> **PROVIDED RECORDS**
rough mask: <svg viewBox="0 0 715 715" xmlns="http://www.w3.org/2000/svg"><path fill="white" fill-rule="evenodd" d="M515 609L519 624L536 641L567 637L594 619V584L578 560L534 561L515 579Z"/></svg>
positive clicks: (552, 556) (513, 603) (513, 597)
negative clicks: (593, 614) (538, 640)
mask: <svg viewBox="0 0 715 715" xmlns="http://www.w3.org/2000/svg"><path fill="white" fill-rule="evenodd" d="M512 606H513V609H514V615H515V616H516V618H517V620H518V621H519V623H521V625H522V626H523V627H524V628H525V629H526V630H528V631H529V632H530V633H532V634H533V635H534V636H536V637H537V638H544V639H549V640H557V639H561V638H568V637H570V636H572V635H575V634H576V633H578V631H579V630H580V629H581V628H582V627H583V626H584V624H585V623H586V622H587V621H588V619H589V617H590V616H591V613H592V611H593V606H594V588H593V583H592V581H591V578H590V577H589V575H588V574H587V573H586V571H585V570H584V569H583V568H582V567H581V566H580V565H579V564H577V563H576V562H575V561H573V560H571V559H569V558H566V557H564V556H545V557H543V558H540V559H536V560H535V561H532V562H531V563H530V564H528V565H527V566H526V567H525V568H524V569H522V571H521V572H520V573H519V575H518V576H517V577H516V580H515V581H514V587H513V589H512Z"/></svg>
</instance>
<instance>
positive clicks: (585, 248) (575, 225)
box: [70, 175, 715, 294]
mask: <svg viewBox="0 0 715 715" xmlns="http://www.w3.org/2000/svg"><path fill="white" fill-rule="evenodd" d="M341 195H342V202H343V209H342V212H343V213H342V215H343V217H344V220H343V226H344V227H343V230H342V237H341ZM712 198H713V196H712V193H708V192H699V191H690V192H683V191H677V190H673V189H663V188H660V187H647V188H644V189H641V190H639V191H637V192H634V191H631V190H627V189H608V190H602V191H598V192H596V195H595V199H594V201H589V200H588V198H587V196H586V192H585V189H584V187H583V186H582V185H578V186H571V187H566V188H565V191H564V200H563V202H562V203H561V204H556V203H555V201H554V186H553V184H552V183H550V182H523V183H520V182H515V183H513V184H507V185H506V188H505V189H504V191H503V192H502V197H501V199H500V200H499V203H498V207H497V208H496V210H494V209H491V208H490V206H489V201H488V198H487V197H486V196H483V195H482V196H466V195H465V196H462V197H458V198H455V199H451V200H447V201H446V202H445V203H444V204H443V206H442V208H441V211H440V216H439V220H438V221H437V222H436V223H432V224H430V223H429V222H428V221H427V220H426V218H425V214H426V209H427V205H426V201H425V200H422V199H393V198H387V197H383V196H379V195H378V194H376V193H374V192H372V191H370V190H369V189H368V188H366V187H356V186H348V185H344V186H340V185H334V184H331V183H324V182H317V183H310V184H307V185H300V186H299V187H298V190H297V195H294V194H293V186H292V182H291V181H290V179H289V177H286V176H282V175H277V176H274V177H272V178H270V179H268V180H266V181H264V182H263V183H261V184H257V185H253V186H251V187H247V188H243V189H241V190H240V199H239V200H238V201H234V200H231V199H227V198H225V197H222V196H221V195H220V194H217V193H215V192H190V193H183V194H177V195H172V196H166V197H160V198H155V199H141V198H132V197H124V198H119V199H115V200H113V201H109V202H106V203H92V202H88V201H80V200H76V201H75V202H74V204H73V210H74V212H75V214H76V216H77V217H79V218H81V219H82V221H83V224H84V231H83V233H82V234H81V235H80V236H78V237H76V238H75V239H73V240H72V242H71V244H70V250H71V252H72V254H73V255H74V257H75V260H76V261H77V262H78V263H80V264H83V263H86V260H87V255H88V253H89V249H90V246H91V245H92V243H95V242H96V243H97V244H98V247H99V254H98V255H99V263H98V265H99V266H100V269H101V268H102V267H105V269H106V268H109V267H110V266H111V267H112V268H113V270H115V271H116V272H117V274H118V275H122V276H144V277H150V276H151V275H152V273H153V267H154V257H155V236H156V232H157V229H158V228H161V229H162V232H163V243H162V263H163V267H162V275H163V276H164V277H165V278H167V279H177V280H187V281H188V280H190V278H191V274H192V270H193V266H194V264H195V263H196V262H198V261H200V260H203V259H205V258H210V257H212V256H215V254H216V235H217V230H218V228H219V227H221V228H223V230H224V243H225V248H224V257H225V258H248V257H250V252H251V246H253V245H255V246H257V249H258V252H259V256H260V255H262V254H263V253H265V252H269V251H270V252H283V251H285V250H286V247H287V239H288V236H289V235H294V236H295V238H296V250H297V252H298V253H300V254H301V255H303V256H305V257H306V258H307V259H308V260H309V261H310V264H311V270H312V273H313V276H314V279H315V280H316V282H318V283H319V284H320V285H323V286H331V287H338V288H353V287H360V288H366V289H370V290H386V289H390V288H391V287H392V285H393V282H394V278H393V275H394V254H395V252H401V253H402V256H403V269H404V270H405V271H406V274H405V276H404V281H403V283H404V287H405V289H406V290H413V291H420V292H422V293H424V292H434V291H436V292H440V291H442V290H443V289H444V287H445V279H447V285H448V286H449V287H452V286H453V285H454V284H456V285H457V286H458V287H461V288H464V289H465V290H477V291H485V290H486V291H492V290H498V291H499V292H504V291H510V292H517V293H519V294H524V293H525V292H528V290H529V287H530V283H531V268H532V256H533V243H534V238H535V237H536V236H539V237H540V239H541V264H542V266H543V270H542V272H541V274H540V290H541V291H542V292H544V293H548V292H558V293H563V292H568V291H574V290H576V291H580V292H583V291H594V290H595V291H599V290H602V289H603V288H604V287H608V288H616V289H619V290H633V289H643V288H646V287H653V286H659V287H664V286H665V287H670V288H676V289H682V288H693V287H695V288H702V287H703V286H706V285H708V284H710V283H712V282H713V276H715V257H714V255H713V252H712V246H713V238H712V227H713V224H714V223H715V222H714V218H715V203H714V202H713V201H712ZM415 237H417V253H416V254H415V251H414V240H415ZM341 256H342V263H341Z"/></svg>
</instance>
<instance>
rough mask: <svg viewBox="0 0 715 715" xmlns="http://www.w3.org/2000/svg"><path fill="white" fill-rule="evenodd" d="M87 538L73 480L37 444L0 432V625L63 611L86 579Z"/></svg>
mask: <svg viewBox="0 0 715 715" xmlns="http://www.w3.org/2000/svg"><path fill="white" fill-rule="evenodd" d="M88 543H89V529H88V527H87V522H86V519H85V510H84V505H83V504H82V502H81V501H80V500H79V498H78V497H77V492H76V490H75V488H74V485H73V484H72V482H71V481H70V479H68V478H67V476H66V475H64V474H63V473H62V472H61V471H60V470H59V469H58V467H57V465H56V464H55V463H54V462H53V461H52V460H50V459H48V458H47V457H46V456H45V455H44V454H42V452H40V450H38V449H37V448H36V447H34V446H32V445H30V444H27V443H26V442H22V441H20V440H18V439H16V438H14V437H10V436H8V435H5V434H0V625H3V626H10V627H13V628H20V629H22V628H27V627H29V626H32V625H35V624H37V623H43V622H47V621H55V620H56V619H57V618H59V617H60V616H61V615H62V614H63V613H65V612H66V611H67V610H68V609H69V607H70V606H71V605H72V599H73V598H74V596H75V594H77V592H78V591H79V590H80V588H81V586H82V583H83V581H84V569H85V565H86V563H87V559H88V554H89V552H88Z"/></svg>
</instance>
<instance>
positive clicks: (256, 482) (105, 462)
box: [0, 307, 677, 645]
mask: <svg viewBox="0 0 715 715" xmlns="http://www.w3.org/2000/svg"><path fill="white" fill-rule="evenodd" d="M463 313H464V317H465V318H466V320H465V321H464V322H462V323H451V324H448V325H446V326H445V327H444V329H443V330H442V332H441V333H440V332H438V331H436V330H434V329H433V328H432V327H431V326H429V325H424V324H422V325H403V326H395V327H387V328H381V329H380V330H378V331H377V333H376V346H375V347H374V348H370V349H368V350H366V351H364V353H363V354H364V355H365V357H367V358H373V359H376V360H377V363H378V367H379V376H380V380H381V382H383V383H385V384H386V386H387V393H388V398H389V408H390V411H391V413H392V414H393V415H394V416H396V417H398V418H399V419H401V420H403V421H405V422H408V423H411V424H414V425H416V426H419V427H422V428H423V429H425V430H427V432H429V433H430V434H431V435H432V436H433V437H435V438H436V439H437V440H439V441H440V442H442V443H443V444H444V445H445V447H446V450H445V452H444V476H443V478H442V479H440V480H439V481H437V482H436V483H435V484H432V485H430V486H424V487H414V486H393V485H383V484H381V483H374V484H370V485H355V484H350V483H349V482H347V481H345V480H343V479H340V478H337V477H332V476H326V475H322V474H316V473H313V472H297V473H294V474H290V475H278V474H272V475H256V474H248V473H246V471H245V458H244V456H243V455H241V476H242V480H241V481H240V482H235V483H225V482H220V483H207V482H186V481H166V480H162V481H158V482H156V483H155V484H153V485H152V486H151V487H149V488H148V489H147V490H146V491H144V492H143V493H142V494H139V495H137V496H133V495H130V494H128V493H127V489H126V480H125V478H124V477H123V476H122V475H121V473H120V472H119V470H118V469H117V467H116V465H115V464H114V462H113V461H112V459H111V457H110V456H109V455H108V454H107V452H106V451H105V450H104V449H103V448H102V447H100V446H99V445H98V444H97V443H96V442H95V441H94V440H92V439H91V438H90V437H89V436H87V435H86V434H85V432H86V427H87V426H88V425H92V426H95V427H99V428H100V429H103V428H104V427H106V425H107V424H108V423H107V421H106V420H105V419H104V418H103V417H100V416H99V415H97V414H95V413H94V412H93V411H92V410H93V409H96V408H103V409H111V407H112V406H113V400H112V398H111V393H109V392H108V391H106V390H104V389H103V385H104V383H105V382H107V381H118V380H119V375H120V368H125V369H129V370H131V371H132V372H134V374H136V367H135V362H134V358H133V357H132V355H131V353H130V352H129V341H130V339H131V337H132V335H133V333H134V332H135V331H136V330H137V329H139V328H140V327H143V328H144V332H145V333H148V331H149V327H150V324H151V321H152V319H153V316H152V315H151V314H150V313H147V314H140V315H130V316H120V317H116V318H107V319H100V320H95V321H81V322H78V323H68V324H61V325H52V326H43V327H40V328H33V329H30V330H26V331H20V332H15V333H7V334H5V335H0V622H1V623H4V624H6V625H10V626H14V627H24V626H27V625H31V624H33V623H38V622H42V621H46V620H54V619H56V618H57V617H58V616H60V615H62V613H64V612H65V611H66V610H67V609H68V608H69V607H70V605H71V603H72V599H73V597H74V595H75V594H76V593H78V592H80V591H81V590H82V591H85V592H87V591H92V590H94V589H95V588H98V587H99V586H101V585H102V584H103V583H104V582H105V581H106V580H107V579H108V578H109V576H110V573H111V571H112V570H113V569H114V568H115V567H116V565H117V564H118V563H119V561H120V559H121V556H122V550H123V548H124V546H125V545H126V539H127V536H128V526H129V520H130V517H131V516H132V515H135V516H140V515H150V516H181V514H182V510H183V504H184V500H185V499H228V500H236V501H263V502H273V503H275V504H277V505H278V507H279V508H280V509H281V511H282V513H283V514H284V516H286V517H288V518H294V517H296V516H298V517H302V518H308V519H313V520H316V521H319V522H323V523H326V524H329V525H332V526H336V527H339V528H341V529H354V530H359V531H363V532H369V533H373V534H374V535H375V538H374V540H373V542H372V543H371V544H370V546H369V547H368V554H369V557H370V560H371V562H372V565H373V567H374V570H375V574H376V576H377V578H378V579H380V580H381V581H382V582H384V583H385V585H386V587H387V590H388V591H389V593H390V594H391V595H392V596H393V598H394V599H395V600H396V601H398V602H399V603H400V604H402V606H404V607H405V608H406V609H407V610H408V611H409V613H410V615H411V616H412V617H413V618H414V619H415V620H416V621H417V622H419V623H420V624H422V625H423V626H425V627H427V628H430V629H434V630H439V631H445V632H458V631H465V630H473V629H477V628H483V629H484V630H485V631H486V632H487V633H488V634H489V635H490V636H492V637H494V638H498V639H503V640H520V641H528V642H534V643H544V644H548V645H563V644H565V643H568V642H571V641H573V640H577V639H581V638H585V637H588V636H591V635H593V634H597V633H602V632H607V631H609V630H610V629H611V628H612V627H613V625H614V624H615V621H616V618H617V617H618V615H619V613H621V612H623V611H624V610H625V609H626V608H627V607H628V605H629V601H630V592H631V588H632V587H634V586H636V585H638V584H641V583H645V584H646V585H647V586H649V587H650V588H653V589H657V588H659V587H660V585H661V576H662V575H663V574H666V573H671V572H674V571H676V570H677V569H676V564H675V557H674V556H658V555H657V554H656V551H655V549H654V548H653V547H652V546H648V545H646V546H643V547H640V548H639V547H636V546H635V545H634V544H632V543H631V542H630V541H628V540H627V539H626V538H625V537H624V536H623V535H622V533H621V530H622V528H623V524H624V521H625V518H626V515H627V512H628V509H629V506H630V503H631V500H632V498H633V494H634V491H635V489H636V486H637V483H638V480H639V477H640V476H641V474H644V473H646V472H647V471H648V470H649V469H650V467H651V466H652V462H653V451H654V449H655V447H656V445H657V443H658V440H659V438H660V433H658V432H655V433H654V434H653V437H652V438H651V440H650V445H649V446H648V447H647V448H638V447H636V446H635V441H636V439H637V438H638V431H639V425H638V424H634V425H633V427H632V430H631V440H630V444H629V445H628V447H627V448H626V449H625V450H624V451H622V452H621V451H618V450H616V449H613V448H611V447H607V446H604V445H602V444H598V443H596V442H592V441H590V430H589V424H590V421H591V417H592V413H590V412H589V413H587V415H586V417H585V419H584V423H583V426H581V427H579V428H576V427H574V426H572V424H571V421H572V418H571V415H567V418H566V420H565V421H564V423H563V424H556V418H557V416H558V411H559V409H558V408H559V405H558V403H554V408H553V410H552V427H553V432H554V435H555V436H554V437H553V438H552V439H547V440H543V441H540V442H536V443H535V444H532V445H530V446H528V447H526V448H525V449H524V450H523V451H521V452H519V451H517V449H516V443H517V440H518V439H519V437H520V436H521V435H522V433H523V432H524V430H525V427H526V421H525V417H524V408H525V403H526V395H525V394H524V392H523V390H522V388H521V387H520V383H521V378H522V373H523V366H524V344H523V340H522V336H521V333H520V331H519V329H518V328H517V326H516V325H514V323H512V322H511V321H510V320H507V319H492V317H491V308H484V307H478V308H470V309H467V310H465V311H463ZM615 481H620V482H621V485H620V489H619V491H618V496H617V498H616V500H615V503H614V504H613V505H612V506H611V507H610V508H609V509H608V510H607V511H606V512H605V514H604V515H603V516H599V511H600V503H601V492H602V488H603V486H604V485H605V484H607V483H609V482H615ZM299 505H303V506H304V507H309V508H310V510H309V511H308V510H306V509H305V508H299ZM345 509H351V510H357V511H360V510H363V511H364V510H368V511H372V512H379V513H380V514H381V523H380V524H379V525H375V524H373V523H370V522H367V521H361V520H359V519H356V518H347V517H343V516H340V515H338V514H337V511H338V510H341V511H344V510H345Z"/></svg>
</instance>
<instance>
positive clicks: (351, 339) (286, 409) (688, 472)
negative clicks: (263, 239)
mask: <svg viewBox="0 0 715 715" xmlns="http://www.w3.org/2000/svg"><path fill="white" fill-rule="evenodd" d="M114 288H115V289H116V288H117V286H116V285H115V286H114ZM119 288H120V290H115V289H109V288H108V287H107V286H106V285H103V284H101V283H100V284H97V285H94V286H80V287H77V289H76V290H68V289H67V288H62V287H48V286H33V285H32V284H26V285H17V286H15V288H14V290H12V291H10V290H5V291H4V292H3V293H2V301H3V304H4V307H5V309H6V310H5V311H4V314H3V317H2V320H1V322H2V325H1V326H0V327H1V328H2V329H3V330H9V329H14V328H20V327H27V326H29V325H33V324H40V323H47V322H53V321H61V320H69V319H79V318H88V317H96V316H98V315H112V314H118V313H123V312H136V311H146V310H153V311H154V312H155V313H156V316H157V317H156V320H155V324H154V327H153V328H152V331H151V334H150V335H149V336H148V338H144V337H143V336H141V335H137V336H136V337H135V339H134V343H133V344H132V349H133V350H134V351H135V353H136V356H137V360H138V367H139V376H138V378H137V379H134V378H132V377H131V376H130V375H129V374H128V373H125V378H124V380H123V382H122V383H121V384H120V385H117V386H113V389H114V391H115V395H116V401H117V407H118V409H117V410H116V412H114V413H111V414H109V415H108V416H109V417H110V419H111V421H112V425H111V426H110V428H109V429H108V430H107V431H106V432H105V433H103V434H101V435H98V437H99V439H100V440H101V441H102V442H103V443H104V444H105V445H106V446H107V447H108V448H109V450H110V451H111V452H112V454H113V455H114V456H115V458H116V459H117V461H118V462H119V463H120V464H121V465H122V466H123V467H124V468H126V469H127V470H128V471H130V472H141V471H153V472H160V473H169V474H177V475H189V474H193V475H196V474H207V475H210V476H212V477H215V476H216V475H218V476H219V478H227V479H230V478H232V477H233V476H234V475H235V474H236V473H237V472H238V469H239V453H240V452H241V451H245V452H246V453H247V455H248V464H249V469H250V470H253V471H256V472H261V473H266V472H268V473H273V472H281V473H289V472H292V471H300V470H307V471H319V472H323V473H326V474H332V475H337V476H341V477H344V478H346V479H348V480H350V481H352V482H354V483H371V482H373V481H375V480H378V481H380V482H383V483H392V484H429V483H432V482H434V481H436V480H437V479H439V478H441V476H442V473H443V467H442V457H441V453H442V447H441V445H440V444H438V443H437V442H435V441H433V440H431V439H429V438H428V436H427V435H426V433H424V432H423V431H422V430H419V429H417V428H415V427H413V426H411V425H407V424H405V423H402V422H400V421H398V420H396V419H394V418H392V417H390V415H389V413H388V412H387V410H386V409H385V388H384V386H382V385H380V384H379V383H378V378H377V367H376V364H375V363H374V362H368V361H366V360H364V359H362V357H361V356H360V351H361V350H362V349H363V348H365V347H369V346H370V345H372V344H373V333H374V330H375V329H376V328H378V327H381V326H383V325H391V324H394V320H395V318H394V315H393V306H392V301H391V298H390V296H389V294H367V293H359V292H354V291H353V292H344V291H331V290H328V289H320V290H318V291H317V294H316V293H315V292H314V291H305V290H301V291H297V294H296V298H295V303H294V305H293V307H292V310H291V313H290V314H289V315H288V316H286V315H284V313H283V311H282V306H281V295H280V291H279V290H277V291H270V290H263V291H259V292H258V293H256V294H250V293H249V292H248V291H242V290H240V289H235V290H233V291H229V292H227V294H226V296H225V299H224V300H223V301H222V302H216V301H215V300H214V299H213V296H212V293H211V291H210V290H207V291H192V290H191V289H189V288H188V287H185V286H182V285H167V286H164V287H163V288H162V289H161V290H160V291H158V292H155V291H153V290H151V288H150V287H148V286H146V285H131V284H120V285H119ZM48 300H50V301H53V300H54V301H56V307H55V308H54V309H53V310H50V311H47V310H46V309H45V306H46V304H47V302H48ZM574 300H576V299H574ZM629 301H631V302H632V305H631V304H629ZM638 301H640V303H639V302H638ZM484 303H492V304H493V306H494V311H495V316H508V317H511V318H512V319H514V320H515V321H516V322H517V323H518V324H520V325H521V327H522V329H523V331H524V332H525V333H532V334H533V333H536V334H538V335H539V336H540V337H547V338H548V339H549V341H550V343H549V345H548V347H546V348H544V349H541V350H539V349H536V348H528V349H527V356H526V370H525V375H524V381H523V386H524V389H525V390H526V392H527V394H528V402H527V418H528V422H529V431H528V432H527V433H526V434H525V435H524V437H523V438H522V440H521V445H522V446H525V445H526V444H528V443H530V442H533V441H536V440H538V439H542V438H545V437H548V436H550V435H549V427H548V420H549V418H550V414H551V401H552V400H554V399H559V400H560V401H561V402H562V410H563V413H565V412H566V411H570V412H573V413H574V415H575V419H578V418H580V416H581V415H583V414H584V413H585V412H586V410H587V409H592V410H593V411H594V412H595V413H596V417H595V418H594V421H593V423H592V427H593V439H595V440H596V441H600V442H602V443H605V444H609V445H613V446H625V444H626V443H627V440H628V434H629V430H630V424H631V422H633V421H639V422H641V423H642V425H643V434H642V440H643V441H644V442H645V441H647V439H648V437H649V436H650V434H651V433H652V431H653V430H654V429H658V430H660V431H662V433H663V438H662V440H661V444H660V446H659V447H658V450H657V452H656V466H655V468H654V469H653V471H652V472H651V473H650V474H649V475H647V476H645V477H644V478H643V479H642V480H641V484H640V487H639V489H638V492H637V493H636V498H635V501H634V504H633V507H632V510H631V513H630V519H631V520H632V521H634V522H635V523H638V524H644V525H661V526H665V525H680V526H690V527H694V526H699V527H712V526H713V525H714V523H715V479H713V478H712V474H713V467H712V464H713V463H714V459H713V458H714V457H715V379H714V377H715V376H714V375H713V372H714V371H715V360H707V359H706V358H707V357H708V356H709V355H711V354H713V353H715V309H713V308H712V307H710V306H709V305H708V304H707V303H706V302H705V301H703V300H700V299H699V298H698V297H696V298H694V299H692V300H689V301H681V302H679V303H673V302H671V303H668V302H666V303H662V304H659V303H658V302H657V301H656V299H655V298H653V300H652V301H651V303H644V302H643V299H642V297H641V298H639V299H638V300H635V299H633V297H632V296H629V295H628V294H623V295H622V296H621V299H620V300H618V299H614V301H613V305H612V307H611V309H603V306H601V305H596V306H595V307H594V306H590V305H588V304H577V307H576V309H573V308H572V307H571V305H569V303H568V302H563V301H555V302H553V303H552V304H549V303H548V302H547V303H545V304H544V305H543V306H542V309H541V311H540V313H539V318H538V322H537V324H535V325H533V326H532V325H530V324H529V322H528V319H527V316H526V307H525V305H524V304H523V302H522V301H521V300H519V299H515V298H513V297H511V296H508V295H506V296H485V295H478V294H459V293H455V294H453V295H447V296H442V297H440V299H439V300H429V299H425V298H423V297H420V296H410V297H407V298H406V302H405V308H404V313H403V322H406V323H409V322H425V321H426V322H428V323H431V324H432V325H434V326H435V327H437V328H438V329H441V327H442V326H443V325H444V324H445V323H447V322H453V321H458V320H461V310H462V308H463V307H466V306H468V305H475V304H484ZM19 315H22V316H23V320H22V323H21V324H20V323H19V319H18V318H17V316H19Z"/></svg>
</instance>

> **WORK INSTRUCTION**
Starting at the first line of the records, print each line exactly, stopping after the line that contains "positive clicks: (585, 248) (575, 225)".

> **SOLUTION TO THE PROBLEM**
rough mask: <svg viewBox="0 0 715 715" xmlns="http://www.w3.org/2000/svg"><path fill="white" fill-rule="evenodd" d="M515 609L519 624L536 641L567 637L594 619V584L578 560L534 561L515 579Z"/></svg>
positive clicks: (552, 556) (513, 603) (513, 597)
negative clicks: (593, 614) (538, 640)
mask: <svg viewBox="0 0 715 715" xmlns="http://www.w3.org/2000/svg"><path fill="white" fill-rule="evenodd" d="M512 606H513V609H514V615H515V616H516V618H517V620H518V621H519V623H521V625H522V626H523V627H524V628H525V629H526V630H528V631H529V632H530V633H532V634H533V635H534V636H536V637H537V638H544V639H549V640H557V639H561V638H568V637H570V636H572V635H575V634H576V633H578V631H579V630H580V629H581V628H582V627H583V626H584V624H585V623H586V622H587V621H588V619H589V617H590V616H591V613H592V611H593V606H594V588H593V583H592V581H591V578H590V577H589V575H588V574H587V573H586V571H585V570H584V569H583V568H582V567H581V566H580V565H579V564H577V563H576V562H575V561H573V560H571V559H569V558H566V557H564V556H545V557H543V558H540V559H536V560H535V561H532V562H531V563H530V564H528V565H527V566H526V567H525V568H524V569H522V571H521V572H520V573H519V575H518V576H517V577H516V580H515V581H514V587H513V589H512Z"/></svg>
</instance>
<instance>
positive clicks: (585, 248) (575, 225)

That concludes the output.